▶ [TO DO]
Copy out, exactly as written, only the line containing "the laptop in" and the lines after it through the end of the records.

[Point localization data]
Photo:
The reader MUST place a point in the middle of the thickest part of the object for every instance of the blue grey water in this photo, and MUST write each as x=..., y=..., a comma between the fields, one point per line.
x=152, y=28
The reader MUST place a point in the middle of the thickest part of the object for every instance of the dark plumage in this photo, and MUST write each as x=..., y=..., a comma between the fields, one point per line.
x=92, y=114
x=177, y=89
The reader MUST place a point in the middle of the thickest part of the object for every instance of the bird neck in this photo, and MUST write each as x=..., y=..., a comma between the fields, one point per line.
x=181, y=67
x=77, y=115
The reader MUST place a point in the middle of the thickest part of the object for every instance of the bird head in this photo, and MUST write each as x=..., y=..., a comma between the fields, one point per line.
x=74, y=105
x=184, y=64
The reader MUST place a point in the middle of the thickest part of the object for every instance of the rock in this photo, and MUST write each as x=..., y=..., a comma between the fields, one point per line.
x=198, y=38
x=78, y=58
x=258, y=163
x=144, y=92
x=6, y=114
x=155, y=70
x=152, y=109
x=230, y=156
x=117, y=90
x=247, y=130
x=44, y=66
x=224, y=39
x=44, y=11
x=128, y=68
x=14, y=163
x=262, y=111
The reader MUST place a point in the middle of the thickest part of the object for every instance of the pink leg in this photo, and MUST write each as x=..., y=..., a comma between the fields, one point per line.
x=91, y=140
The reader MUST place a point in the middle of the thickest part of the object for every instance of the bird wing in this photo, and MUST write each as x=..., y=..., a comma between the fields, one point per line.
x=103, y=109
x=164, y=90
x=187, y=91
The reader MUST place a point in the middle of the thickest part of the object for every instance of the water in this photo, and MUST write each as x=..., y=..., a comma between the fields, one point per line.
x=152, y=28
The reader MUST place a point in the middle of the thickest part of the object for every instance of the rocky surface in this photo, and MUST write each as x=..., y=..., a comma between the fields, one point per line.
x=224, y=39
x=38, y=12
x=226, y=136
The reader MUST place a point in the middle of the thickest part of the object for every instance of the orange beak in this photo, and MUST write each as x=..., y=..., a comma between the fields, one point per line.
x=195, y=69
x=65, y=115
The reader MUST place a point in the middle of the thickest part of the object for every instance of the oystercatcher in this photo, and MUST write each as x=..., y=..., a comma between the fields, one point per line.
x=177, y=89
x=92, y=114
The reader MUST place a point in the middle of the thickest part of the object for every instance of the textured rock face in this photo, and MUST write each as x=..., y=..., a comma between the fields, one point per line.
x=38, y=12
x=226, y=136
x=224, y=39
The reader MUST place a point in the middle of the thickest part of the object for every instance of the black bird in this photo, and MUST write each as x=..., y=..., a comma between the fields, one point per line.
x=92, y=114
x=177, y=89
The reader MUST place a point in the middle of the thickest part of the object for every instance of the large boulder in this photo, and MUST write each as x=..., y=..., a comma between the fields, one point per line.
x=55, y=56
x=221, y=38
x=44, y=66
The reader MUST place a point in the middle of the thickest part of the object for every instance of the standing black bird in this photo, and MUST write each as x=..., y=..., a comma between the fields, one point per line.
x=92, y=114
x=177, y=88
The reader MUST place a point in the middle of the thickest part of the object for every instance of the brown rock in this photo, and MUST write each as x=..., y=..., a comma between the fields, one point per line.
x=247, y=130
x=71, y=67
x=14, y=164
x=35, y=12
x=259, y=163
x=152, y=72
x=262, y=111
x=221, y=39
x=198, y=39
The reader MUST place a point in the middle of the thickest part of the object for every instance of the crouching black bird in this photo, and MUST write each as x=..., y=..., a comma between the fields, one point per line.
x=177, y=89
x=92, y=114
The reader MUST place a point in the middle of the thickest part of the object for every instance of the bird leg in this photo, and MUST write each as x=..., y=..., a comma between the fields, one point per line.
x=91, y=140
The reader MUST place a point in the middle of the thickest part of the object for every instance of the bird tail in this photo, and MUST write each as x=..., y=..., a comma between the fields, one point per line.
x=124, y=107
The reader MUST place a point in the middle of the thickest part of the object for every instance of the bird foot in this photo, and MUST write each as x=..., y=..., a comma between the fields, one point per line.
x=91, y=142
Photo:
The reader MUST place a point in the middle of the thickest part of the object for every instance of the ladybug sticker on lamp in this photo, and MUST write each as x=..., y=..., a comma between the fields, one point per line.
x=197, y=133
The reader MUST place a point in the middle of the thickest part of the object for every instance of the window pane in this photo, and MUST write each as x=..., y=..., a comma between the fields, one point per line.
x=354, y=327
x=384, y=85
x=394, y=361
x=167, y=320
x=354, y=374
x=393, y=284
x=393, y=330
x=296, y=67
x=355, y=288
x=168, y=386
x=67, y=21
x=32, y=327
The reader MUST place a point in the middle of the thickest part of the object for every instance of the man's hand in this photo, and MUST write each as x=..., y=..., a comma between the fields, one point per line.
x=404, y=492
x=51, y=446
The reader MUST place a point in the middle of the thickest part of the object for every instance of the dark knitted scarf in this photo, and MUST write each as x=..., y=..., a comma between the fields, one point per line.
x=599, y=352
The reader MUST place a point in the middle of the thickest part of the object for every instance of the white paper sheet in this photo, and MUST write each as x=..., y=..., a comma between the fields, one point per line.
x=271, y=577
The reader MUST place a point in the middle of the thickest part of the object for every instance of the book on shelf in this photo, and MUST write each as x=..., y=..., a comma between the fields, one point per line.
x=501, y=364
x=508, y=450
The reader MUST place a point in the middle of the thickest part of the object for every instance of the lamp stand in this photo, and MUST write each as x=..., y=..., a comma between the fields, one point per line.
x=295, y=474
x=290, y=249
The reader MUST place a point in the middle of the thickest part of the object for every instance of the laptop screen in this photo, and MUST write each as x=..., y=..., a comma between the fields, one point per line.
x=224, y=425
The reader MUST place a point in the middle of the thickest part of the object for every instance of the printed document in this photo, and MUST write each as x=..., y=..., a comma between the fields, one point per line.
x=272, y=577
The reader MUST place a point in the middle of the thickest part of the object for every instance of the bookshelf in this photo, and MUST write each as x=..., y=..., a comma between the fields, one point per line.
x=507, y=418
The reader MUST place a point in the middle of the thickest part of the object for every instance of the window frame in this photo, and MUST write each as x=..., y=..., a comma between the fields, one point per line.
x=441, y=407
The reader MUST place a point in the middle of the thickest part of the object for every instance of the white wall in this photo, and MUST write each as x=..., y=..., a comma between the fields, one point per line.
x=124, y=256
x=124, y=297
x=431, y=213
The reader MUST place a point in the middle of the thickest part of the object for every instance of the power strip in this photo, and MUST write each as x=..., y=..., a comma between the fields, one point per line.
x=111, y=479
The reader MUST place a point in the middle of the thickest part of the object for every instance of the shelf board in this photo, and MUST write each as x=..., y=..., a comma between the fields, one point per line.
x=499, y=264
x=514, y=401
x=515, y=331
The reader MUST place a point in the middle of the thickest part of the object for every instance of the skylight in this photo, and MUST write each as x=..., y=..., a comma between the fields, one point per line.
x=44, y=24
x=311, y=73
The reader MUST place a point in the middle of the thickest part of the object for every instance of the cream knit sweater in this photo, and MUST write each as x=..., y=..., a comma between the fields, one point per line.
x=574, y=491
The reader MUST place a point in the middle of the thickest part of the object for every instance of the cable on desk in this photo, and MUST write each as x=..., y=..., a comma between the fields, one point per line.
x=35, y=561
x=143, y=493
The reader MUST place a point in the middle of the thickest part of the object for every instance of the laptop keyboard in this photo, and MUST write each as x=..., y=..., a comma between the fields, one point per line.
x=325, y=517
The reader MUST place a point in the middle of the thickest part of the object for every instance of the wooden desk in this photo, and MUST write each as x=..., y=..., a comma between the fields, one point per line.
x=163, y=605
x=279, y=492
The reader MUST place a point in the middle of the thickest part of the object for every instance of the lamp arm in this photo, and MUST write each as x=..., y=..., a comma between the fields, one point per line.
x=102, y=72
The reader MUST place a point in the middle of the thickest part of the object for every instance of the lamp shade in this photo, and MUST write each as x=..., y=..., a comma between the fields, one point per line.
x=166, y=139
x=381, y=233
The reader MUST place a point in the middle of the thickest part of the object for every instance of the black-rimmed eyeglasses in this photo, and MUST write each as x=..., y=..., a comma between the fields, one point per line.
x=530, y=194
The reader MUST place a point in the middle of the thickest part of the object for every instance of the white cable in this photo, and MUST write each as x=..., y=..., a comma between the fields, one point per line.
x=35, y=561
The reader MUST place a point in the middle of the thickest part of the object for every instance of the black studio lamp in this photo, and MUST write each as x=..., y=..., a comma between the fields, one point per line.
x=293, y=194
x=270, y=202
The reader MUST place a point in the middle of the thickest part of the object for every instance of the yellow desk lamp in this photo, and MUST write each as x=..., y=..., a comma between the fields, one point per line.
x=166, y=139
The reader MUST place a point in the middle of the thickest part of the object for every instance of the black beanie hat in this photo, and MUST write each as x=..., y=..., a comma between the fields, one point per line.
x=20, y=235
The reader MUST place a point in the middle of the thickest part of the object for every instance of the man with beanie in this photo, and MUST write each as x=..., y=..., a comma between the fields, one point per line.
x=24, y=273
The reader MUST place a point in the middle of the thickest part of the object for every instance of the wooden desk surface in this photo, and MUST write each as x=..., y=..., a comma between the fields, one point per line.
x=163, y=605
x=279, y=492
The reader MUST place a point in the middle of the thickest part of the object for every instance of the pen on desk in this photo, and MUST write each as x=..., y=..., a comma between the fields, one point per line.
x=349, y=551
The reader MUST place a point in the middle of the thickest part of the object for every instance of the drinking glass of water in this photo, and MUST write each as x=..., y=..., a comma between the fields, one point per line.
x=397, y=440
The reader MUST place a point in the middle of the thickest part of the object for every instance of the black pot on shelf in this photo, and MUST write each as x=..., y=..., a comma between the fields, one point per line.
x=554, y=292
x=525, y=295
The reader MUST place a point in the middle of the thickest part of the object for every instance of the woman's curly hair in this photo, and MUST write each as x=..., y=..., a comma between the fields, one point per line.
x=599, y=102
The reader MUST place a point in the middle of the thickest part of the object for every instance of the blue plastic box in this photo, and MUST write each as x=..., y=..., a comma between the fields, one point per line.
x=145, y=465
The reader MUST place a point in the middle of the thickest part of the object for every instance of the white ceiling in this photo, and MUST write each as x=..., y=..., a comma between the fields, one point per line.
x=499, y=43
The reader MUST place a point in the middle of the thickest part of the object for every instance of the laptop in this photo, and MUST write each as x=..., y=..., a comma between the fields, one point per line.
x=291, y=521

▶ [ANSWER FOR THIS EXERCISE]
The reader MUST place a point in the middle of the thickest part of the object for every instance of the laptop in this photo, and MUST write each as x=..., y=..., a comma between the fields, one point per line.
x=291, y=521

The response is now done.